● **BRIEF**
Return the listing below in full, with every line exactly as it is.

● **TASK INPUT**

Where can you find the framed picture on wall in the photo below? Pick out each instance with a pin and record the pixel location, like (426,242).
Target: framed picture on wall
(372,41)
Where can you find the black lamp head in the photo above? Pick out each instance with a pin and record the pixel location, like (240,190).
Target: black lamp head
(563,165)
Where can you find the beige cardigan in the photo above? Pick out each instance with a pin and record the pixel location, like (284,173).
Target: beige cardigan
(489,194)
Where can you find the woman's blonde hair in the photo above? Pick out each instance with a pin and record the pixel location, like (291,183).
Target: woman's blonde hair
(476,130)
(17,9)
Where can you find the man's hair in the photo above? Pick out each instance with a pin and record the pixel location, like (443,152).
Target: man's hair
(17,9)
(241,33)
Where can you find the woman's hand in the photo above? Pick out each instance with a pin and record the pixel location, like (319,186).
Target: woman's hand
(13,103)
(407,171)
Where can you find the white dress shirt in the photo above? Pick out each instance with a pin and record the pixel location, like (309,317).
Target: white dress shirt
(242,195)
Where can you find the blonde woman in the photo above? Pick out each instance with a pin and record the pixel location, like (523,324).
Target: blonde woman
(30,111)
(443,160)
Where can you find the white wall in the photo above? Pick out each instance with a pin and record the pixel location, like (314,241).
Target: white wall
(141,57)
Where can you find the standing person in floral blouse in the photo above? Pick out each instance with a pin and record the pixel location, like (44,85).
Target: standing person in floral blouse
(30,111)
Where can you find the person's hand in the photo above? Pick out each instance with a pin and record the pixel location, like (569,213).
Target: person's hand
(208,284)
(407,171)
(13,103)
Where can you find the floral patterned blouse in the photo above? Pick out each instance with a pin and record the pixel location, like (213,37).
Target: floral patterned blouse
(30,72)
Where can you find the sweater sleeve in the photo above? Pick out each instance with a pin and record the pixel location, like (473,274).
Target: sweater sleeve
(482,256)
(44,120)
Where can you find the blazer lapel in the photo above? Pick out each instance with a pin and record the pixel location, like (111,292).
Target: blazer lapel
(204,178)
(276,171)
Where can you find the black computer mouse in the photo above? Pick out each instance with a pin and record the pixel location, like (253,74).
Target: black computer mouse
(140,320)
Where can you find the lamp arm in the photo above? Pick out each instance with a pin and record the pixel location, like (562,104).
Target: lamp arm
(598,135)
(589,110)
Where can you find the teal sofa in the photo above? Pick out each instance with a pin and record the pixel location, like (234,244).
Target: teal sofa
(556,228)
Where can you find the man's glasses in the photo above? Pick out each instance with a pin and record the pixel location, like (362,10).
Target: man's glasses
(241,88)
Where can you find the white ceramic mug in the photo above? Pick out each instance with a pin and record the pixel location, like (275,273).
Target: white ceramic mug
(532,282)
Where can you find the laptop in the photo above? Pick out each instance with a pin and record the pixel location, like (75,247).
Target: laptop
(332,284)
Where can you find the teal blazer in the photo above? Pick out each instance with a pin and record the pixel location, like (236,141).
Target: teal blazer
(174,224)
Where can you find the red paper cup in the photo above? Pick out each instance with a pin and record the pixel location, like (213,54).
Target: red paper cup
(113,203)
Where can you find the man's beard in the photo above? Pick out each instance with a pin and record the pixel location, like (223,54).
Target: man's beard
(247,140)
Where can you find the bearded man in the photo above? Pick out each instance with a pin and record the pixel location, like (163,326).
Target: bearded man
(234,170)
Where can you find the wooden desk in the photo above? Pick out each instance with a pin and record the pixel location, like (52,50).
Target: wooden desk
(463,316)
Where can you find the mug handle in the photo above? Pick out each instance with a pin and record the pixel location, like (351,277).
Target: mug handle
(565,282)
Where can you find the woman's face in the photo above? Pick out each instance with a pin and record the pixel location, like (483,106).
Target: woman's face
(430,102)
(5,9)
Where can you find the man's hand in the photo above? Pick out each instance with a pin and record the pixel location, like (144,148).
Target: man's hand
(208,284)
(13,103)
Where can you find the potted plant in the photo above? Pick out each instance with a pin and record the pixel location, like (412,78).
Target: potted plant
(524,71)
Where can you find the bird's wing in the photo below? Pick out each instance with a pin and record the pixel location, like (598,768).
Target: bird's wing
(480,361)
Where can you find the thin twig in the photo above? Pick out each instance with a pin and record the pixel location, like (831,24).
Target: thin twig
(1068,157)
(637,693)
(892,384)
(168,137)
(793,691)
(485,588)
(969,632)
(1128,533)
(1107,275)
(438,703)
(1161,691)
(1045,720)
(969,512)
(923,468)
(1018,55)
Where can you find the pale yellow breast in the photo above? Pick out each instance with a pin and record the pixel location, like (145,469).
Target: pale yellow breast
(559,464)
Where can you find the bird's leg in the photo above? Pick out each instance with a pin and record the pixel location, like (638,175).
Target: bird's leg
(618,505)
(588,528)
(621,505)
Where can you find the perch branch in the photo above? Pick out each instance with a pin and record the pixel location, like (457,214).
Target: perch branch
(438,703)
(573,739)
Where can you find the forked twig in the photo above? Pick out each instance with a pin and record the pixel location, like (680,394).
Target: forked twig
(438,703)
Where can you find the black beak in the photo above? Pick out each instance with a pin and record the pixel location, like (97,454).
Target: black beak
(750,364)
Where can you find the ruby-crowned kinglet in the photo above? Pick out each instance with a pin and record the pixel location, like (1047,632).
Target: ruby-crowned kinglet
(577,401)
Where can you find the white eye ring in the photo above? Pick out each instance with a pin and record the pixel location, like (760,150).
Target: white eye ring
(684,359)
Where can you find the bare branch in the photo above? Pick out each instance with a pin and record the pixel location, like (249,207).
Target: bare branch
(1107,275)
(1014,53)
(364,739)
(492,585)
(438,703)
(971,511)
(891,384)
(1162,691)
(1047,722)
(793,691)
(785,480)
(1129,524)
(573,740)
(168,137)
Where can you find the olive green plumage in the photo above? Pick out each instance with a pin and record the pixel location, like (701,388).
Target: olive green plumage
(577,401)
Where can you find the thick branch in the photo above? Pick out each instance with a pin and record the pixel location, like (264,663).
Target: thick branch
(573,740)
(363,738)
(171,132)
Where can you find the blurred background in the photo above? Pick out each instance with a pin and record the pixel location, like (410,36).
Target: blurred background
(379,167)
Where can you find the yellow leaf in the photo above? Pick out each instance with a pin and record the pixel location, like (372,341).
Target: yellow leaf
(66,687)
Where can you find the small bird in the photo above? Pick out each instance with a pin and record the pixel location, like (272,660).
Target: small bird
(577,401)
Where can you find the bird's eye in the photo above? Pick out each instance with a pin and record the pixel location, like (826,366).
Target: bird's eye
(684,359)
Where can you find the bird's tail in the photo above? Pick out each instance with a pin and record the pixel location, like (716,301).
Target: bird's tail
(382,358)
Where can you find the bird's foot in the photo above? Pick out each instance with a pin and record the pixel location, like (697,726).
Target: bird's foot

● **RESPONSE TO THIS EXERCISE**
Where can you find the framed picture on wall in the photo below? Pick out each instance with a pin and record the pixel location, like (426,242).
Target: framed picture on wall
(372,41)
Where can you find the black lamp head in the photo above? Pick out each instance with a pin and record the pixel location, like (240,190).
Target: black lamp head
(563,165)
Where can you find the beige cardigan in the photo above? Pick out each instance with a pin and record the pixel location, like (284,173).
Target: beige cardigan
(489,194)
Where can you find the woman's blonde hair in the photo above? Pick out each instance with a pin and record the pixel location, like (291,183).
Target: woman's blonde hair
(476,130)
(17,9)
Where can you find the man's hair in the photo above? Pick out each instance with a pin and record the pixel location, like (443,152).
Target: man's hair
(17,9)
(241,33)
Where can you find the woman's hand in the photo above? Pick out each instance with a pin and record the pixel location, like (319,186).
Target: woman's hand
(13,103)
(407,171)
Where can you find the white dress shirt in the photo above? Pick out each instance with a pin and record the pixel location, like (309,317).
Target: white dress shirt
(242,195)
Where can you find the blonde woman in the photo above? Pick out each instance with a pin and record the pixel location, like (523,324).
Target: blonde woman
(30,111)
(443,160)
Where can you find the white wall in the photo above? Pick out each instance with a pin and record the pixel location, like (314,241).
Target: white wall
(141,57)
Where can you find the standing person in floral blouse in the photo above? Pick out each instance with a pin and record the pixel location, like (44,85).
Target: standing person in floral blouse
(30,111)
Where can you find the person's hand in the photo above? Pick out each instance with a pin and record the pixel location, like (569,213).
Target: person's hand
(208,284)
(407,171)
(13,103)
Where can you find the floral patterned blouse in the photo above? Pick out each instance with a pin and record the pixel location, like (213,37).
Target: floral patterned blouse
(30,72)
Where can you find the sweater sleeve in the photo above? Pick out each instance with a pin and record the pixel location, like (473,274).
Target: sweater sleeve
(482,256)
(44,120)
Where can you find the blazer lapel in the photo above? Pick out each instance with a pin and record the pixel location, like (111,292).
Target: blazer lapel
(204,178)
(276,171)
Where can you find the black computer mouse in the photo above? Pick out each instance with a pin and record the pixel location, like (253,74).
Target: black computer mouse
(140,320)
Where can you find the lamp arm in the photo above? Pick out each instance with a pin and record the pixel location, like (562,104).
Target: lamp arm
(598,135)
(589,110)
Where can you find the teal sofa in the photo above? Pick out each instance with a pin and record the pixel location, like (234,244).
Target: teal sofa
(556,228)
Where can you find the man's glasses in the photo above? Pick out each instance with a pin and record the pixel location, like (362,10).
Target: man's glasses
(241,88)
Where can you find the white ceramic mug in the photo above? Pick out each instance with a pin and record the pixel location, like (275,273).
Target: white ceramic mug
(532,282)
Where can you find the laptop in the photo above? Pick out each instance with a pin and record the pixel location, like (75,247).
Target: laptop
(332,284)
Where can you find the teal blazer in the photo above? Pick out each instance with a pin and record the pixel location, like (236,141).
Target: teal blazer
(174,224)
Where can you find the red paper cup in the photo above? Pick out each instance with a pin and record the pixel location, like (213,54).
Target: red paper cup
(113,203)
Where can you find the man's beard in the photo above? Pick out each instance with a pin and record the pixel location, like (223,54).
Target: man's beard
(247,140)
Where can you find the bearded man in the photo above? Pick out each instance with a pin and record the pixel location, like (163,326).
Target: bearded man
(234,170)
Where can you find the wooden desk in the photo above? Pick out each instance with a pin and record the pixel location, like (52,50).
Target: wooden desk
(463,316)
Where can you find the mug handle in the photo above? Pick out each instance with a pin and record the pixel location, like (351,277).
Target: mug handle
(565,282)
Where can you find the woman's face in the photo above? Pick out each instance with a pin and record the pixel location, like (483,106).
Target: woman's face
(430,102)
(5,9)
Where can you find the man's hand in the photo above? Pick out each instance with a pin and record the pixel location, like (144,148).
Target: man's hand
(208,284)
(13,103)
Where can you find the potted plant in the photo above? Pick out each instance with a pin and record the pixel location, like (412,78).
Target: potted plant
(524,71)
Where can you find the bird's wing in the photo below? Pick out each instance with a pin and record the pixel location, like (598,768).
Target: bird's wing
(480,361)
Where can you find the thin twig in the photo above? Pick out each instance with a pin and record the pixel location, like (831,24).
Target: thin twig
(1068,157)
(637,693)
(892,384)
(168,137)
(793,691)
(485,588)
(969,632)
(1128,533)
(1107,275)
(438,703)
(1161,691)
(1045,720)
(969,512)
(923,468)
(1018,55)
Where can you find the pale yellow breast in the photo above? Pick out each instance with a pin and record the pixel location, like (145,469).
Target: pale yellow breast
(559,464)
Where can you find the bird's leg in the photo above? Pick out each instance with a pin and record the pixel location, like (638,175).
Target: bird's leg
(618,505)
(588,528)
(621,505)
Where can you find the perch branch in the photo above? Pick out each instance with a pin and record the pixel location, like (457,214).
Target: perch branch
(438,703)
(573,739)
Where can you find the forked twig in the photo above? Pick out each instance with a pin and record the pixel location, like (680,394).
Target: forked twig
(438,703)
Where can you find the black beak in the photo above? Pick out each instance with a pin and record the pixel location, like (97,454).
Target: black beak
(750,364)
Where can you find the ruby-crowned kinglet in the photo above? Pick out each instance with a pin and record the pixel location, like (1047,632).
Target: ruby-crowned kinglet
(577,401)
Where can you find the white eye ring in the photo above? Pick out each instance with a pin and record the pixel location, like (760,150).
Target: white eye ring
(684,359)
Where can you find the bare branch in the photo above? Pick out each instance with a pin and record the pixel location, like (249,207).
Target: bare branch
(1107,275)
(1014,53)
(364,739)
(492,585)
(438,703)
(971,511)
(891,384)
(1162,691)
(1047,722)
(793,691)
(785,480)
(1129,524)
(573,740)
(168,137)
Where can you find the olive green plumage in the photo above? Pick out each instance with a pin and record the pixel location, like (701,388).
Target: olive green plumage
(577,401)
Where can you find the thick branch in the photo above? Pick out each instance with a pin and record the pixel location, like (264,663).
Target: thick branch
(573,740)
(363,738)
(171,132)
Where can you find the blurred background in the photo above? Pick out each instance with a pin and record the pixel location, like (410,36).
Target: blurred background
(379,167)
Where can you find the yellow leaf in the photo above? Pick out each instance with a pin and record the pixel location, like (372,341).
Target: yellow leaf
(66,687)
Where can you find the small bird in the photo above? Pick out each instance with a pin and record the pixel location, like (272,660).
Target: small bird
(577,401)
Where can you find the bird's eye in the photo above? Pick out each instance with a pin and record the pixel location, like (826,366).
Target: bird's eye
(684,359)
Where can you find the bird's tail in the photo above? Pick out each instance with a pin and record the pixel location, like (716,301).
Target: bird's tail
(382,358)
Where can you find the bird's foot in the photo above? Pick out each instance with a pin and record the pixel location, like (697,726).
Target: bird's foot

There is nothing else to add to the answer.